Given request
All the data should be repeated exactly. Any image in it is left out.

"""

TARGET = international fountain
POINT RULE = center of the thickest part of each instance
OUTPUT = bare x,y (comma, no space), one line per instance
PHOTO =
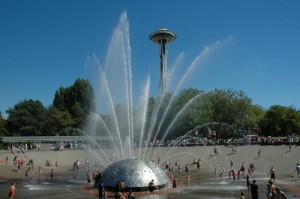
129,153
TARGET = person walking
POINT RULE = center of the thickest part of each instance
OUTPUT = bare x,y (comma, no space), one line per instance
11,192
52,175
272,173
101,189
279,194
254,190
298,170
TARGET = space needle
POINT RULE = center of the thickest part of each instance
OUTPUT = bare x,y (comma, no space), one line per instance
162,37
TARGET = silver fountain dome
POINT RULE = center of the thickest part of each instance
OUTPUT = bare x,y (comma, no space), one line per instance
136,173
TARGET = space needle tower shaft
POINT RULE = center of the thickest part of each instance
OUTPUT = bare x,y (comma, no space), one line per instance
162,37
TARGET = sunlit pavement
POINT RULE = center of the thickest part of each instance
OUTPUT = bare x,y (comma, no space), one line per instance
72,185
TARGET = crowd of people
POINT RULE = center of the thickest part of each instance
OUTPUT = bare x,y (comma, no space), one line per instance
176,170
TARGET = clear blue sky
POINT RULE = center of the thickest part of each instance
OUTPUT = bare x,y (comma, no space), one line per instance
45,44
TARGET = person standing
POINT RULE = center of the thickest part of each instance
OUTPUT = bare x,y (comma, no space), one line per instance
52,175
151,186
174,183
298,170
101,189
254,190
279,194
272,172
11,192
242,196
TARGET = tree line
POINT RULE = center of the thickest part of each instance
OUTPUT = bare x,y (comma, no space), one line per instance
219,113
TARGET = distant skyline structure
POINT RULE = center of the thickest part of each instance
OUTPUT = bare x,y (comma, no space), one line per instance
162,37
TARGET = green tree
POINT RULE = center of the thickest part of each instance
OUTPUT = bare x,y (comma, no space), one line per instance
280,121
77,99
3,130
26,118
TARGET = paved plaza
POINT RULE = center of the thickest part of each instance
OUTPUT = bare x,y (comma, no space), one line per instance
204,183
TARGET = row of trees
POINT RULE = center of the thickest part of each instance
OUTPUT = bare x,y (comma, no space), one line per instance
223,113
68,113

"""

Answer below
TARGET = international fountain
POINT RULE = center of the thickest part of each instance
OUTPUT = bare x,y (comma, no space), one line per instance
PHOTO =
129,153
TARGET = person walking
POINT RULE = center of the thickest part of each instance
OUTPUT = bare x,y (comma, no space), one line per instance
11,192
52,175
272,173
101,189
279,194
254,190
298,170
TARGET = space needle
POINT RULE = center of the thickest part of each instance
OUTPUT = bare x,y (comma, no space), one line per instance
162,37
TARGET = silver fountain dome
POINT RULE = center of the thickest part of each instance
OUTPUT = bare x,y (comma, no space), one line per instance
136,173
TARGET = space needle tower shaft
POINT RULE = center of the thickest part of each instance
OUTPUT = bare x,y (comma, no space), one line per instance
162,37
TARGET = sunlit pavement
POINT RULE = center of the thickest part of each instance
OUTPUT = bare x,y (comma, no space), one line per instance
72,185
TARGET = crowd of people
POINT RULE = center of the thickest part of each instance
OUTPUT = bare x,y (comma, no space), one line per instance
176,170
TARGET = clear blue sky
POINT RULE = center of the thickest part of each instance
OUTPUT = bare x,y (comma, no space), one line per instance
45,44
TARGET = person standing
POINT RULE = center of the thickest part of each instance
OUTPUT = bare x,y (comma, no space), one line per instance
52,175
151,186
174,183
298,170
101,189
254,190
279,194
272,172
11,192
242,196
TARGET = tree line
POINT RULE = center of the thickest part of each instance
OUTPUT = bare x,y (comma, no space), one line per instance
219,113
TARGET = distant skyline structure
POINT RULE = center of the thickest part of each instance
OUTPUT = bare x,y (comma, no space), one line per instance
162,37
TARGET = green tree
POINT RULE = center of the thickest part of each instance
OUTPUT = bare x,y (comma, no space), one line per instance
280,121
77,99
3,130
26,118
TARGET = paved plaza
POINT RULE = center of the thickest part of each instance
OUTPUT = bare x,y (comma, no space), one line per instance
204,183
TARGET = row of trees
POINT RULE = center of the thickest part of each instance
OUTPUT = bare x,y (comma, no space), one line per instance
223,113
68,113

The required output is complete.